How Computer Science Boosts Game Theory
By BEN BRUBAKER

The legendary mathematician John von Neumann made major contributions to many fields of math and science, from set theory to quantum physics to climate science. But he's most famous for two works that appeared just one year apart in the mid-1940s. The first was a 600-page book that established the theoretical foundations of game theory, the mathematical study of strategic competitions. The second, a technical report on the design of a new kind of computer that could run different programs to accomplish different tasks, was one of the most influential documents in the history of computer science.
 
If von Neumann saw a connection between computer science and game theory, he never wrote about it, and the two fields mostly evolved separately for the next 50 years. But toward the end of the 20th century, researchers began to appreciate that mathematical techniques from computer science could illuminate many of the most important questions in game theory and vice versa.
 
Game theorists study mathematical models of competitions ranging from rock-paper-scissors to markets and auctions. In all of these contests, the most advantageous moves for each player can depend on what other players do. It can be hard to figure out what strategy is best.
 
Computer scientists also study mathematical models of real-world problems. But they traditionally focus on cases where a single actor evaluates a fixed environment. For the classic problem of finding the fastest route through a road network, for instance, they assume that the time required to travel down each road doesn't change.
 
Of course in the real world, if everyone takes the same roads, there might be a traffic jam, which will affect which route is fastest. Similar congestion effects can arise in communication networks. The advent of the internet prompted computer scientists to pay more attention to cases where many actors try to solve a problem at once, and ideas from game theory were indispensable to their analysis. Computer science techniques, in turn, proved useful for analyzing games where players compete directly.
 
Researchers discovered many other links between computer science and game theory in the 1990s and early 2000s. More recently, the growing use of price-setting algorithms and the rise of powerful artificial intelligence models have raised new questions that scientists are just beginning to explore.

**Short exercise A:**
Retype the passage of the article on computer science and game theory from "The legendary mathematician" up to and including "of computer science.".

[Labeled shape records]
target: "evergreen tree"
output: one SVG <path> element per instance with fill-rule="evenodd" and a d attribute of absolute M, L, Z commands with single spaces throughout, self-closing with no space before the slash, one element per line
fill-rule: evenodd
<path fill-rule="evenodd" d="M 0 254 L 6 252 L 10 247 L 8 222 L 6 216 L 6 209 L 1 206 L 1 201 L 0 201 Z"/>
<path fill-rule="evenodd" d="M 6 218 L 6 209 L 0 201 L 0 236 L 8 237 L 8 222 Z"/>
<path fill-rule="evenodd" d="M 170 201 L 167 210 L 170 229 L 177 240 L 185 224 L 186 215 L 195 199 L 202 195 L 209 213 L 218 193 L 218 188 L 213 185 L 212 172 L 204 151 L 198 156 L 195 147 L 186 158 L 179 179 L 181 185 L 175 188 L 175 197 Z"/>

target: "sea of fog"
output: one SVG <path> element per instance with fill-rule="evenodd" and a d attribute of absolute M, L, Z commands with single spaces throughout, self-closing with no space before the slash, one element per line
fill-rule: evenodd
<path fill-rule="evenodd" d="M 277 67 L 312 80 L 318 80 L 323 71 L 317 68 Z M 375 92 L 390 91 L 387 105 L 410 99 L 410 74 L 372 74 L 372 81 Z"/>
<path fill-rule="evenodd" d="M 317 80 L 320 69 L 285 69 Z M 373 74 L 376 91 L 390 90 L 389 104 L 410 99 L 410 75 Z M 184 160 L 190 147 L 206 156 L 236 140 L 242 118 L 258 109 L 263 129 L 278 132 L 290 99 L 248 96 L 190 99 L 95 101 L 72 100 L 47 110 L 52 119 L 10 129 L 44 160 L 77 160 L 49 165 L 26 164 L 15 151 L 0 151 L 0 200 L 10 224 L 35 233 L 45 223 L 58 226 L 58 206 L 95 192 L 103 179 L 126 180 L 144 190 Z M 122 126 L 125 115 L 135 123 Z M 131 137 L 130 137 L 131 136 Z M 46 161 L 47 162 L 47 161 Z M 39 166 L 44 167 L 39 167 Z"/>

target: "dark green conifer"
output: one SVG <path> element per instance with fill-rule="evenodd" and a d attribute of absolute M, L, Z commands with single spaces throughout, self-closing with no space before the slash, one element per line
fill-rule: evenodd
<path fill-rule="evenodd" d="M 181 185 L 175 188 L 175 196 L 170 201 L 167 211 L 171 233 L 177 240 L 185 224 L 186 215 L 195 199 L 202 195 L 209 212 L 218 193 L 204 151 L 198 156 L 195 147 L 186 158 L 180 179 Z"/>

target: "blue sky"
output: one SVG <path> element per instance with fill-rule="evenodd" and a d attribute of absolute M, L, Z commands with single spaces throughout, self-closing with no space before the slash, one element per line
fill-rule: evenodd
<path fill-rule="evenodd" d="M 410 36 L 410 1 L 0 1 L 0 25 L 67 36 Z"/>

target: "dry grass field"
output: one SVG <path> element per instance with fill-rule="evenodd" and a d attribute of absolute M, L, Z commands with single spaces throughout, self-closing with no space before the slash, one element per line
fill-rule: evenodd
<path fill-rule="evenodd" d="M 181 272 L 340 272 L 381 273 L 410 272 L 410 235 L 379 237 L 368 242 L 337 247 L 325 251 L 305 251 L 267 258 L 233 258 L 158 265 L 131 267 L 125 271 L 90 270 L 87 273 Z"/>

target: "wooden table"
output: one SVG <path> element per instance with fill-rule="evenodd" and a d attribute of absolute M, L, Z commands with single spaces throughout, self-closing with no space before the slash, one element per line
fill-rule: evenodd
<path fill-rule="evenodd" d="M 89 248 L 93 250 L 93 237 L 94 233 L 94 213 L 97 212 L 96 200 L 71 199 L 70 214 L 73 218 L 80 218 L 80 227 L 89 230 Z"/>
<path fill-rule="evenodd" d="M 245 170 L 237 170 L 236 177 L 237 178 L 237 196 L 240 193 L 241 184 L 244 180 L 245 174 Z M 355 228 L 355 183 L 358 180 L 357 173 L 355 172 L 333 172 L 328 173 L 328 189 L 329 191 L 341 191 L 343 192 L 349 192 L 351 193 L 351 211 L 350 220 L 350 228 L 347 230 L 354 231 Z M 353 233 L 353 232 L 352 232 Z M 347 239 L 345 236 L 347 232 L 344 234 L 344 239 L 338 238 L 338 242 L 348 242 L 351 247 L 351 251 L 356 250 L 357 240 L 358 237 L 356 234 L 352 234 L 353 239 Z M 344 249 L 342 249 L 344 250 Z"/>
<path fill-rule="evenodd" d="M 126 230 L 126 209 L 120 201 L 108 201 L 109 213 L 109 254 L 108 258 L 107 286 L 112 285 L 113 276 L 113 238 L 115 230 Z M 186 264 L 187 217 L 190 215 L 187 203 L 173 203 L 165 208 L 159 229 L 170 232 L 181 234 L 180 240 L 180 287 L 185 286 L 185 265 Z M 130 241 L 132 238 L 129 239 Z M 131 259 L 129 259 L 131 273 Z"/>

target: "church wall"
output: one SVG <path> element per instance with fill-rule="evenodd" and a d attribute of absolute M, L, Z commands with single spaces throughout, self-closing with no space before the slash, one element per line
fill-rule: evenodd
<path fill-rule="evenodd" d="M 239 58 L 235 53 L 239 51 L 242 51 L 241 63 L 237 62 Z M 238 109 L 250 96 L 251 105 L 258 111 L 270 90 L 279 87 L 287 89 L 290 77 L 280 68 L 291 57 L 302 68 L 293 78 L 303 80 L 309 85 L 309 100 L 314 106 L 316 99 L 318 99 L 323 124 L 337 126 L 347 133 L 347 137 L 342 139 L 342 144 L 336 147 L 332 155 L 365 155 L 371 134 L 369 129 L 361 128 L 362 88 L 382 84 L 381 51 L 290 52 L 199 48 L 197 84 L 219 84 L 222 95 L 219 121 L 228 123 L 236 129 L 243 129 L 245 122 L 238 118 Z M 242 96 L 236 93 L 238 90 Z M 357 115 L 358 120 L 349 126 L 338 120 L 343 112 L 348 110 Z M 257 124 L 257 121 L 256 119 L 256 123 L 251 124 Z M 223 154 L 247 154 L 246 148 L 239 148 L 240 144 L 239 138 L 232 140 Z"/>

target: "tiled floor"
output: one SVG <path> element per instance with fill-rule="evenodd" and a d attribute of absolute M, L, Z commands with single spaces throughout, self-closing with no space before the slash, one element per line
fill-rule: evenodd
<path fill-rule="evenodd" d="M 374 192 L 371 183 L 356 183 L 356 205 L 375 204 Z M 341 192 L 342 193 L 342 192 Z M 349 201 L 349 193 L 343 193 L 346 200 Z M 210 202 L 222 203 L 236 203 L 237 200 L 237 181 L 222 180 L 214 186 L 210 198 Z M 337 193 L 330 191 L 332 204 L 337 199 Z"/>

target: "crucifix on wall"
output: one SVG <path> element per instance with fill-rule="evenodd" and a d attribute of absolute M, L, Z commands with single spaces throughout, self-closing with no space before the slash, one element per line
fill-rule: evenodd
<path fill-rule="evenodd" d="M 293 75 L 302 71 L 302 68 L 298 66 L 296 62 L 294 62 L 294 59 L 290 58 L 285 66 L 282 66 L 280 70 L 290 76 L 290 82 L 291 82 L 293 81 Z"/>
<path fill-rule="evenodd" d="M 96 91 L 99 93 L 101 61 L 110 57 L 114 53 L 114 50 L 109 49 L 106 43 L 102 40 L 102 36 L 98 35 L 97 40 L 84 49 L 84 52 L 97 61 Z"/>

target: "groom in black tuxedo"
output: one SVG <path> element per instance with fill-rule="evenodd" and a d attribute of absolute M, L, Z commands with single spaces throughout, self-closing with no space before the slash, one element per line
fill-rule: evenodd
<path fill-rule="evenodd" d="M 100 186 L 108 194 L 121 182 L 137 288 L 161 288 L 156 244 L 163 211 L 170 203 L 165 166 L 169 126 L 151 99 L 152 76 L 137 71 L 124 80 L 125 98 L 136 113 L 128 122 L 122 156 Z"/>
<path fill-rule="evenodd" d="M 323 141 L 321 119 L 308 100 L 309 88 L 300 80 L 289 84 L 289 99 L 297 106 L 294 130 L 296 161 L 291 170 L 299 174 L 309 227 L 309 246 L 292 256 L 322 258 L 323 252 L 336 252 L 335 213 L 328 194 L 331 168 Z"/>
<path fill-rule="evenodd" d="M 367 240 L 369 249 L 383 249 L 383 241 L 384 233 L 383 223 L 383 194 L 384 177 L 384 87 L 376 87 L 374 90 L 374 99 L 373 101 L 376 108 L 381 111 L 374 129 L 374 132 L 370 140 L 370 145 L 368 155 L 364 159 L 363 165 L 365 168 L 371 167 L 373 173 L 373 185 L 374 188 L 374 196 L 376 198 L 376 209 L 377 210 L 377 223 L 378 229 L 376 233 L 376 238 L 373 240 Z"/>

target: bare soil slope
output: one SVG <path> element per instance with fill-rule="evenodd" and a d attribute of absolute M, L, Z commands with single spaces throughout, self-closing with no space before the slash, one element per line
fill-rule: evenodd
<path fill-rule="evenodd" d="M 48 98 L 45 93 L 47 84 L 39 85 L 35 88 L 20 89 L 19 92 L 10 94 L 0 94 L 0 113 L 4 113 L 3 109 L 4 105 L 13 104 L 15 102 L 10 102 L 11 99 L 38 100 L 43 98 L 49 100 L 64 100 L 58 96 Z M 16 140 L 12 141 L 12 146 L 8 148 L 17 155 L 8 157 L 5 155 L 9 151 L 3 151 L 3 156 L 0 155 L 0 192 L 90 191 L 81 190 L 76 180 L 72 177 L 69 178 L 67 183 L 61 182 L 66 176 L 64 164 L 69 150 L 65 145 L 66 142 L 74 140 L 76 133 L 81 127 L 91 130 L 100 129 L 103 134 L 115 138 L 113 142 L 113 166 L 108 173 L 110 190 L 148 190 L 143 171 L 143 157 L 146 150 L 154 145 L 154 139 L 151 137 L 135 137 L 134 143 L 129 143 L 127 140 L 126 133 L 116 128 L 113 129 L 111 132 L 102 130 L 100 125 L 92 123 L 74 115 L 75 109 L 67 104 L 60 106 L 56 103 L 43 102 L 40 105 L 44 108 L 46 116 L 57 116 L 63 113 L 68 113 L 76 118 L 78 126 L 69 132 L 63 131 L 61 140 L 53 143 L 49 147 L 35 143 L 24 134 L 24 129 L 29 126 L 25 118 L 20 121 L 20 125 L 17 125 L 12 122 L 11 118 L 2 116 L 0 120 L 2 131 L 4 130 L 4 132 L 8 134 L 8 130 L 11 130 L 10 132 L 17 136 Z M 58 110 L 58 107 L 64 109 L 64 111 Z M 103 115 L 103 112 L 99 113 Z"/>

**Short exercise B:**
Echo the rows from the first row up to and including the row with "218 L 6 209".

**Written response A:**
The legendary mathematician John von Neumann made major contributions to many fields of math and science, from set theory to quantum physics to climate science. But he's most famous for two works that appeared just one year apart in the mid-1940s. The first was a 600-page book that established the theoretical foundations of game theory, the mathematical study of strategic competitions. The second, a technical report on the design of a new kind of computer that could run different programs to accomplish different tasks, was one of the most influential documents in the history of computer science.

**Written response B:**
target: "evergreen tree"
output: one SVG <path> element per instance with fill-rule="evenodd" and a d attribute of absolute M, L, Z commands with single spaces throughout, self-closing with no space before the slash, one element per line
fill-rule: evenodd
<path fill-rule="evenodd" d="M 0 254 L 6 252 L 10 247 L 8 222 L 6 216 L 6 209 L 1 206 L 1 201 L 0 201 Z"/>
<path fill-rule="evenodd" d="M 6 218 L 6 209 L 0 201 L 0 236 L 8 237 L 8 222 Z"/>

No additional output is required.